__Potongan Teks__
Hoaks merupakan salah satu fenomena komunikasi yang banyak melanggar etika global. Pada tahun 1993, perwakilan agama dari seluruh dunia berkumpul dan menghasilkan deklarasi menuju etika global yang bertujuan menghasilkan tatanan global yang lebih baik.
Secara umum, isi deklarasi tersebut adalah pernyataan bahwa setiap manusia saling bergantung dan bertanggung jawab, saling memperlakukan sebagaimana orang lain ingin diperlakukan atau saling memahami, komitmen pada budaya tanpa kekerasan, komitmen untuk hidup dalam kebenaran, Â dan tatanan yang adil. Hal-hal tersebut merupakan nilai-nilai yang mengikat dan standar yang tidak dapat diganggu gugat.
 Hoaks merupakan salah satu fenomena komunikasi, maka etika komunikasi penting dibahas dengan tetap menggunakan perspektif etika global, karena pada dasarnya etika komunikasi mengarah pada etika global pula. Etika komunikasi tidak hanya terkait pilihan kata yang diucapkan atau kepantasan kata tersebut diucapkan.
Menurut Shoemaker dan Reese terdapat beberapa etika komunikasi yaitu: 1) tanggung jawab; 2) kebebasan pers; 3) masalah etis; 4) ketepatan dan objektivitas dan 5) tindakan adil untuk semua orang.
Etika komunikasi sangat perlu diterapkan ke dalam proses komunikasi, karena pada dasarnya etika komunikasi ini ada untuk menciptakan suatu komunikasi dua arah yang mencirikan penghargaan, perhatian, dan dukungan timbal balik antara pihak-pihak yang berkomunikasi.
Hoaks mengenai vaksin covid-19, tentu akan semakin memperburuk keadaan. Berbagai upaya telah dilakukan pemerintah untuk menangkal hoaks. Sayangnya, pepatah 'mati satu tumbuh seribu' nampaknya sangat tepat untuk menggambarkan penyebaran hoaks. Apalagi penyebaran semakin mudah melalui media sosial.
Sebagai fenomena komunikasi yang muncul akhir-akhir ini, hoaks mengenai vaksin covid-19 merupakan pelanggaran terhadap etika komunikasi. Terlepas dari motif pelaku penyebar hoaks, dan juga terlepas dari kesengajaan atau tidak, hoaks vaksin covid-19 ini merugikan banyak pihak.Â
Jika dilihat melalui perspektif Shoemaker dan Reese, hoaks covid-19 tentu merupakan informasi yang tidak dapat dipertanggungjawabkan, sangat subjektif, dan terkait masalah etis, hoaks tentu tidak etis untuk disebarkan. Hoaks menghambat proses komunikasi.

__Butir Tugas__
Tolong ulangi tanpa perubahan sebagian teks tentang hoaks dan etika komunikasi di atas, mulai dari kata-kata yang memuat "Hoaks merupakan salah satu fenomena komunikasi yang" dan berhenti setelah "yang lebih baik.". Materi setelah ini berdiri sendiri dan terpisah dari teks tentang hoaks.

__Data yang Diberikan__
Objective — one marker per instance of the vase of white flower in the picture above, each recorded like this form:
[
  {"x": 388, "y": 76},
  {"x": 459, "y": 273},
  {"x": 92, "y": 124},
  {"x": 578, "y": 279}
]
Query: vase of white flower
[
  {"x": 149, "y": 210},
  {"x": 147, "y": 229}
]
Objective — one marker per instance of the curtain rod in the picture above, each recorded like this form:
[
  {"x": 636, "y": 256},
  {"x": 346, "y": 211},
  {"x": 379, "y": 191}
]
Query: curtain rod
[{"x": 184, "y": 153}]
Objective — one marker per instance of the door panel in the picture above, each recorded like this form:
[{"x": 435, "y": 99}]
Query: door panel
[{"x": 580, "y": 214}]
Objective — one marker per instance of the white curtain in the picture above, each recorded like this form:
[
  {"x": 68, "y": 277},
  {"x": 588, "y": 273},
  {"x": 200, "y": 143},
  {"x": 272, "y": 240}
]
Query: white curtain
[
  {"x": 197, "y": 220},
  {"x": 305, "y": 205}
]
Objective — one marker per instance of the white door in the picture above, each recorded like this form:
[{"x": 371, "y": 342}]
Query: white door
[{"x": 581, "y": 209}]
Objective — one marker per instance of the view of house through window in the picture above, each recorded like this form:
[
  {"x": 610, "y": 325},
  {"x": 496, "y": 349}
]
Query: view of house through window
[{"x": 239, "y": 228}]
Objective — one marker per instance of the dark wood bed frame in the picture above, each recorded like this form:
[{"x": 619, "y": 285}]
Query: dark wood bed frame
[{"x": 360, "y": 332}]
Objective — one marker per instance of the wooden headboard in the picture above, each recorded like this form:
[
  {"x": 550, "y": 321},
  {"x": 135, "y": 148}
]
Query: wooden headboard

__Jawaban Tugas__
Hoaks merupakan salah satu fenomena komunikasi yang banyak melanggar etika global. Pada tahun 1993, perwakilan agama dari seluruh dunia berkumpul dan menghasilkan deklarasi menuju etika global yang bertujuan menghasilkan tatanan global yang lebih baik.